• What this task involves: Each entry below needs to be transcribed verbatim; the images should not appear.

[Dataset entries]
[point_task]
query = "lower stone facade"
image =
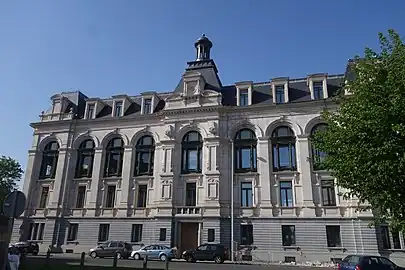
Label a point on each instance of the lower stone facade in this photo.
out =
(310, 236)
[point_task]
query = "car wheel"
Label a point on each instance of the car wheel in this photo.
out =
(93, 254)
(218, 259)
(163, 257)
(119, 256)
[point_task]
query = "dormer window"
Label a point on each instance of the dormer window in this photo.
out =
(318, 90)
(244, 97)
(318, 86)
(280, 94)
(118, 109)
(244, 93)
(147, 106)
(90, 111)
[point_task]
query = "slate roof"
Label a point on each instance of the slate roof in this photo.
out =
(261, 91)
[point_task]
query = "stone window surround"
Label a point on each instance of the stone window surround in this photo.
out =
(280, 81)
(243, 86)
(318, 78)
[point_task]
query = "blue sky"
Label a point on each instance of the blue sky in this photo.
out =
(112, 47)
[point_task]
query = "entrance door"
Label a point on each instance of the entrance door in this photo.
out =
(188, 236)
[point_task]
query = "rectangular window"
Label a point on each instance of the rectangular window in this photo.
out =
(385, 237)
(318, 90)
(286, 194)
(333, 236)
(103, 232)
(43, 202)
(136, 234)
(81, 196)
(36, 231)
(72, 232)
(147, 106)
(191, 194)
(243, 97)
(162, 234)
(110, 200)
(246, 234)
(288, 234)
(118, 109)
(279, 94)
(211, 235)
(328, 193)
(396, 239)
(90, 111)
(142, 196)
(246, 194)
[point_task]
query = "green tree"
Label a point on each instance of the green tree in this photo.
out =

• Output of the task:
[point_task]
query = "lower stone facade"
image =
Label a point on each instance of the lower stone facade in this photo.
out =
(310, 236)
[point_task]
query = "car wheel"
Label a point on each instance of the car wheel in this photo.
out =
(93, 254)
(218, 259)
(163, 257)
(119, 256)
[point_task]
query = "dormer window"
Label a point on each instance of the dormer window in this photo.
out =
(318, 90)
(244, 97)
(318, 86)
(280, 94)
(118, 109)
(244, 93)
(147, 106)
(90, 111)
[point_task]
query = "slate roof"
Label a point on each instance of the slate roof in this photo.
out =
(261, 91)
[point_task]
query = "stone window surround"
Label a point on each instance of the stone window surround in this photo.
out =
(280, 81)
(243, 86)
(318, 78)
[point_task]
query = "blue sky"
Label a point on each instance of the blue sky in this photo.
out =
(112, 47)
[point_task]
query = "entrance door"
Label a point on each instance of the entrance door in this photo.
out =
(188, 236)
[point_task]
query = "rectangular window"
Label a point on each instance of the rectangular window in this photo.
out =
(385, 237)
(318, 90)
(286, 194)
(333, 236)
(103, 232)
(43, 202)
(136, 234)
(81, 196)
(36, 231)
(72, 232)
(147, 106)
(191, 194)
(243, 97)
(162, 234)
(110, 200)
(246, 234)
(288, 234)
(118, 109)
(279, 94)
(211, 235)
(328, 193)
(396, 239)
(90, 111)
(142, 196)
(246, 194)
[point_task]
query = "green tree"
Label a point on each instance of the green tree in this photo.
out =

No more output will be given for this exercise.